YOUR OBJECTIVE: Verbatim copy, images removed: write out the entries below.

(Dataset records)
☆ ☆ ☆ ☆ ☆ ☆ ☆

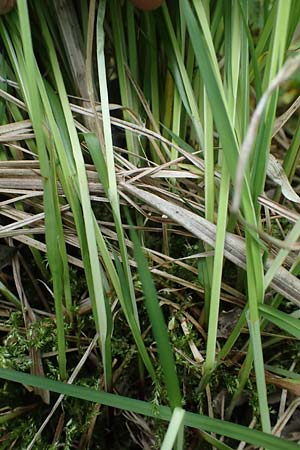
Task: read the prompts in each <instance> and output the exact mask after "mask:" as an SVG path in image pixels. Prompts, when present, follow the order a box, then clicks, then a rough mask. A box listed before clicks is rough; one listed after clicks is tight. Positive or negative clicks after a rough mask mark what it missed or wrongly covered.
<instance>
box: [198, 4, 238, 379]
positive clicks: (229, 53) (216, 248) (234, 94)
mask: <svg viewBox="0 0 300 450" xmlns="http://www.w3.org/2000/svg"><path fill="white" fill-rule="evenodd" d="M227 20H228V21H229V23H227V21H225V25H226V24H227V26H226V27H225V42H226V44H225V51H226V53H225V59H226V66H225V69H226V84H227V97H228V110H229V113H230V115H231V117H232V122H233V123H234V122H235V121H236V109H237V103H238V102H237V91H238V79H239V67H240V45H239V44H237V43H236V40H237V39H236V37H237V35H239V17H238V8H237V5H234V4H232V7H231V9H230V12H229V11H228V17H227ZM229 31H230V33H229ZM229 187H230V174H229V171H228V168H227V164H226V161H225V160H223V166H222V174H221V185H220V195H219V208H218V221H217V230H216V245H215V254H214V266H213V276H212V286H211V298H210V305H209V323H208V334H207V347H206V355H207V356H206V361H205V369H204V377H203V380H202V382H201V387H202V388H203V387H204V386H205V384H206V381H207V379H208V377H209V374H211V373H212V371H213V369H214V367H215V357H216V343H217V329H218V317H219V305H220V292H221V281H222V273H223V260H224V242H225V234H226V228H227V211H228V196H229Z"/></svg>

☆ ☆ ☆ ☆ ☆ ☆ ☆

WRITTEN SOLUTION:
Task: read the prompts in each <instance> and output the exact mask after "mask:" as an SVG path in image pixels. Prompts, when present, follow the order a box, then clicks, then a rough mask. A box listed before clicks is rough; one listed after clicks is tight. Positive or negative clicks after a rough mask mark what it missed or wrongly covered.
<instance>
box: [198, 4, 238, 379]
positive clicks: (229, 53) (216, 248) (234, 94)
mask: <svg viewBox="0 0 300 450" xmlns="http://www.w3.org/2000/svg"><path fill="white" fill-rule="evenodd" d="M227 20H228V21H229V23H227V21H225V25H226V24H227V26H226V27H225V42H226V44H225V51H226V53H225V59H226V66H225V69H226V84H227V97H228V110H229V113H230V115H231V117H232V122H233V123H234V122H235V121H236V109H237V103H238V102H237V91H238V79H239V67H240V45H239V44H237V43H236V40H237V39H236V37H237V35H239V17H238V8H237V5H234V4H232V7H231V9H230V12H229V11H228V17H227ZM229 31H230V33H229ZM229 187H230V174H229V171H228V168H227V164H226V161H225V160H223V166H222V174H221V185H220V195H219V208H218V221H217V230H216V245H215V254H214V266H213V276H212V286H211V298H210V305H209V323H208V334H207V347H206V355H207V356H206V361H205V369H204V377H203V380H202V382H201V387H202V388H203V387H204V386H205V384H206V381H207V379H208V377H209V374H211V373H212V371H213V369H214V367H215V357H216V343H217V329H218V317H219V305H220V292H221V281H222V273H223V260H224V242H225V234H226V228H227V211H228V196H229Z"/></svg>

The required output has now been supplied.